# What you have to do:
Return the lines below exactly, starting with the line that contains "of the brown" and stopping after the last line.
▼
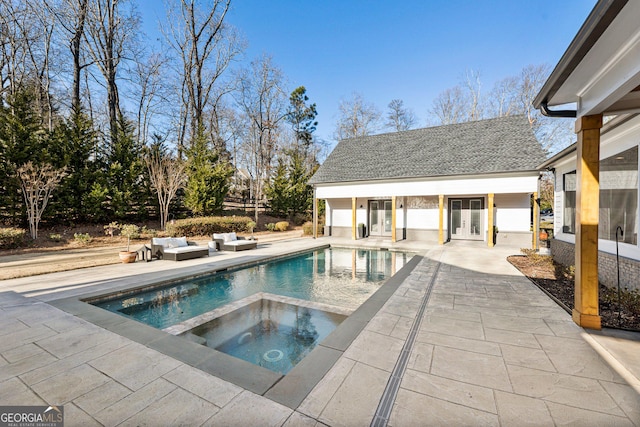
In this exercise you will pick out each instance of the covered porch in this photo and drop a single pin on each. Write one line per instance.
(598, 77)
(485, 217)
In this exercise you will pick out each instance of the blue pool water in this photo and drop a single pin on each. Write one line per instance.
(340, 277)
(267, 333)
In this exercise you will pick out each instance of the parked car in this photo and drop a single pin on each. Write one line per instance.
(546, 215)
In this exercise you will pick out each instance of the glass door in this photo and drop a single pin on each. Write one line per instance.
(380, 218)
(467, 219)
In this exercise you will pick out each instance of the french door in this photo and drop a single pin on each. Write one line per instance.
(380, 218)
(466, 220)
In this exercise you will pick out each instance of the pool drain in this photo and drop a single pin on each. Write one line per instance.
(244, 337)
(274, 355)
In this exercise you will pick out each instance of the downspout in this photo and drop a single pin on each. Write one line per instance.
(557, 113)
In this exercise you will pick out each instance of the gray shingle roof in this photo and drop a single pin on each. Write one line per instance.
(505, 144)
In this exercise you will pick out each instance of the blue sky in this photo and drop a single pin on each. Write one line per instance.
(405, 49)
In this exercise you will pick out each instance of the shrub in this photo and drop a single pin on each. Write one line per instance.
(307, 228)
(11, 237)
(110, 228)
(148, 232)
(55, 237)
(300, 218)
(206, 226)
(282, 226)
(82, 238)
(629, 299)
(130, 231)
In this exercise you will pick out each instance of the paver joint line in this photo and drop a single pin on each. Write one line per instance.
(383, 412)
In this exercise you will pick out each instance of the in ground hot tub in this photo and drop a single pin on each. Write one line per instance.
(271, 331)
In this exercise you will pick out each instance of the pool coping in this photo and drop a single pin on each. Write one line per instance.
(289, 390)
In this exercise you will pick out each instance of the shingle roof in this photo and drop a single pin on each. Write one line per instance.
(505, 144)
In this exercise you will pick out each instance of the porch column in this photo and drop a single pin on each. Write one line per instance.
(393, 218)
(441, 219)
(315, 217)
(354, 236)
(490, 220)
(586, 311)
(536, 216)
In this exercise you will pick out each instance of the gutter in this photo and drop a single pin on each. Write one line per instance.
(604, 12)
(557, 113)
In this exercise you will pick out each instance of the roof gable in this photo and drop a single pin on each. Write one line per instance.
(505, 144)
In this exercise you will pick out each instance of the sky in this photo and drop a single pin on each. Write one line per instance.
(403, 49)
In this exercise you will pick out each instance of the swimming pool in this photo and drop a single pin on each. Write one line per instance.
(333, 276)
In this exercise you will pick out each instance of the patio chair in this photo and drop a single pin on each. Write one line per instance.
(232, 242)
(176, 248)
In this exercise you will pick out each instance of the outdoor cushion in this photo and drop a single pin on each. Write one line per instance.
(240, 243)
(183, 249)
(170, 242)
(226, 237)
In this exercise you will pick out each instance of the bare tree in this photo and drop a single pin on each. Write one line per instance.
(71, 16)
(263, 102)
(449, 107)
(109, 31)
(503, 98)
(206, 45)
(149, 91)
(38, 182)
(399, 117)
(357, 118)
(473, 87)
(510, 96)
(167, 175)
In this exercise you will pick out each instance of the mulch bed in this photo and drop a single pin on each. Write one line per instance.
(558, 282)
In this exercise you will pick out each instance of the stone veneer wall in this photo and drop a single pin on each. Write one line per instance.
(564, 253)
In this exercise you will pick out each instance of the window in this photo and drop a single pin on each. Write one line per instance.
(569, 214)
(619, 196)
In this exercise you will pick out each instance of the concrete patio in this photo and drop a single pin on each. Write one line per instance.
(465, 339)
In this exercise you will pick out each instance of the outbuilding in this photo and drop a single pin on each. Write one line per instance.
(473, 181)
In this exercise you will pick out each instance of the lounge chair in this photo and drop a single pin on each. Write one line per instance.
(232, 242)
(176, 248)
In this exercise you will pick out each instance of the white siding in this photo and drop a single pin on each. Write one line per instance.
(619, 139)
(432, 187)
(513, 212)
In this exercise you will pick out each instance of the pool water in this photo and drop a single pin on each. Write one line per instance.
(268, 333)
(335, 276)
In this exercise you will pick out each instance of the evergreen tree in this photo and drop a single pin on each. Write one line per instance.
(74, 144)
(209, 173)
(302, 117)
(288, 191)
(22, 139)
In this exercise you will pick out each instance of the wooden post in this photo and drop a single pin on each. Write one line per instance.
(315, 217)
(490, 220)
(586, 309)
(393, 218)
(354, 234)
(536, 216)
(441, 219)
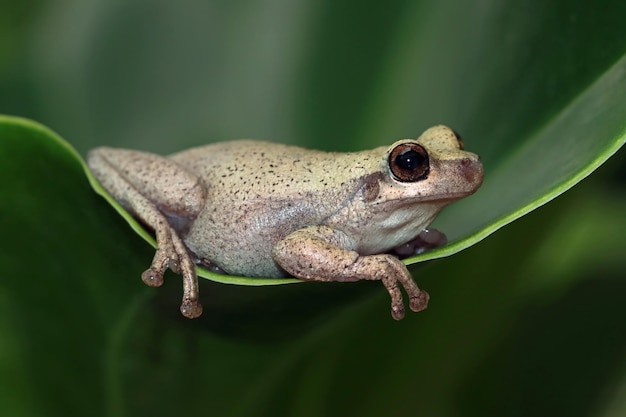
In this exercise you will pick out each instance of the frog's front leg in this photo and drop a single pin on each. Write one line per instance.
(320, 253)
(166, 198)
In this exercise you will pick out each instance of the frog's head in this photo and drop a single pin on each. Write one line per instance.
(432, 168)
(416, 179)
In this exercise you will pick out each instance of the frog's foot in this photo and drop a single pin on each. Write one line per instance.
(171, 253)
(393, 273)
(315, 253)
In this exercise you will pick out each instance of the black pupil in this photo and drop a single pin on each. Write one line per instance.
(410, 159)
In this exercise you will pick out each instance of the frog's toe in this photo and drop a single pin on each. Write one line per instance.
(419, 301)
(152, 277)
(191, 308)
(397, 311)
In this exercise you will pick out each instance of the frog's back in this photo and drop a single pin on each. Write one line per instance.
(259, 192)
(255, 170)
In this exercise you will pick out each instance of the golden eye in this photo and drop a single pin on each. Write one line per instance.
(409, 162)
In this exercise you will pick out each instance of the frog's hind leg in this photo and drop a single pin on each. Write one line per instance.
(123, 174)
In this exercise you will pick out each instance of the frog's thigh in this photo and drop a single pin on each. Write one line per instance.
(320, 253)
(163, 182)
(114, 170)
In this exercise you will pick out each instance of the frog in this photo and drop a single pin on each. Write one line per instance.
(262, 209)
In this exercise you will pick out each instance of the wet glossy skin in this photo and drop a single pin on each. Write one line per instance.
(269, 210)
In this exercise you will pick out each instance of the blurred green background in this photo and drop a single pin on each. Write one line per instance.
(531, 321)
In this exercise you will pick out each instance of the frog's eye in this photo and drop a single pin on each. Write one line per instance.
(459, 139)
(409, 162)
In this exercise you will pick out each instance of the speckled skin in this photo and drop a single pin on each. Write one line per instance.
(268, 210)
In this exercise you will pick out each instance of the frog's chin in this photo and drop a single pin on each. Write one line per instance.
(445, 199)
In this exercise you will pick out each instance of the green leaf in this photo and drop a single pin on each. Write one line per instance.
(536, 89)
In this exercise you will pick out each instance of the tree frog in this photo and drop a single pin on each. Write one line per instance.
(263, 209)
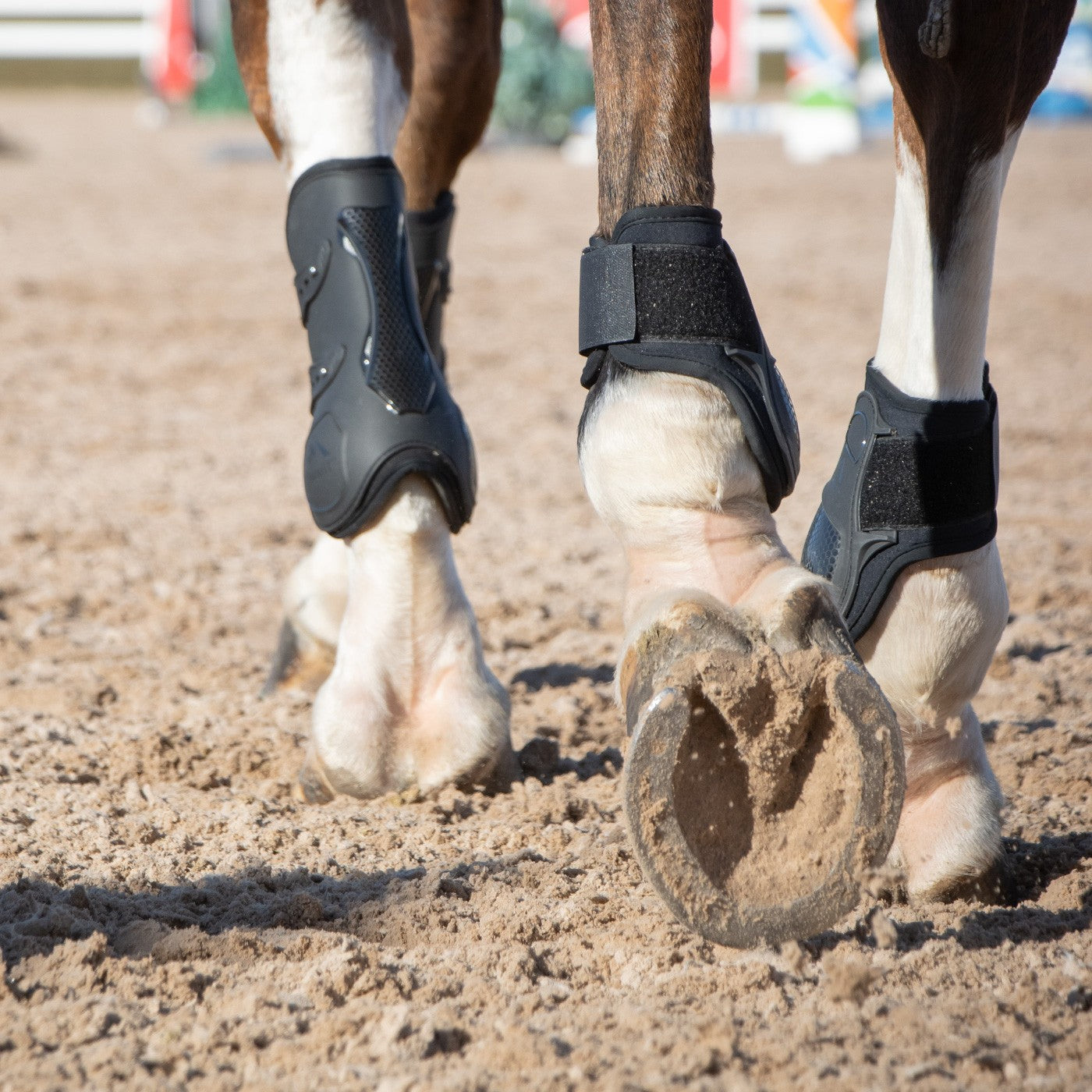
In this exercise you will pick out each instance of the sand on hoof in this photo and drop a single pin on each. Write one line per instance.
(767, 782)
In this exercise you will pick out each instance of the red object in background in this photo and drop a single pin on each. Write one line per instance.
(732, 67)
(172, 73)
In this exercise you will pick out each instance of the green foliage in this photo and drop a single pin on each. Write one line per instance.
(543, 79)
(221, 90)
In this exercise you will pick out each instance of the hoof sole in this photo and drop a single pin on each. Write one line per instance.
(760, 786)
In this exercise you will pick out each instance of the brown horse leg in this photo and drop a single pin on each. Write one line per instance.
(753, 723)
(410, 699)
(966, 74)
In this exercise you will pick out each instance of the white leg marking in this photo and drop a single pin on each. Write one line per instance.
(933, 335)
(930, 649)
(335, 87)
(666, 466)
(410, 700)
(931, 646)
(316, 592)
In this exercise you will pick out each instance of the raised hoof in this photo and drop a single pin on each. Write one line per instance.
(762, 782)
(311, 784)
(295, 663)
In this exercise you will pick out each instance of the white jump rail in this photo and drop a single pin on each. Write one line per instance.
(79, 30)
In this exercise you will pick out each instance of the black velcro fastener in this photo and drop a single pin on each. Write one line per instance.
(664, 292)
(909, 482)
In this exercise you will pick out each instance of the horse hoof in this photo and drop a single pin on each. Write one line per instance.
▲
# Solution below:
In this exercise you will pick out each instance of the brown horse leg in this photo and drop a single pin on each. Write one line per instance.
(753, 723)
(410, 699)
(966, 74)
In this exercise you will pick out each instance of the white leg marking in this photo and drop a single pin on each. Write one line per instance.
(933, 335)
(930, 649)
(335, 87)
(666, 466)
(410, 700)
(931, 646)
(316, 592)
In this exercise you will pick out each instance of the raised hoof in this photo and drop a single pin on each. Write one line per instance.
(762, 782)
(311, 784)
(295, 663)
In this exercise you will pick out each instance of the white jump rail in this photo and drop a single pin on each. Write one line per instance.
(79, 30)
In this exercise you will pick out each instance of the black velcro fastener in this photo and drop a single pin on each. Write one line per instance.
(664, 292)
(909, 482)
In this exercise you will pick out each instance of the horse hoof in this photo and drop a single pin on each. Write one line per instance.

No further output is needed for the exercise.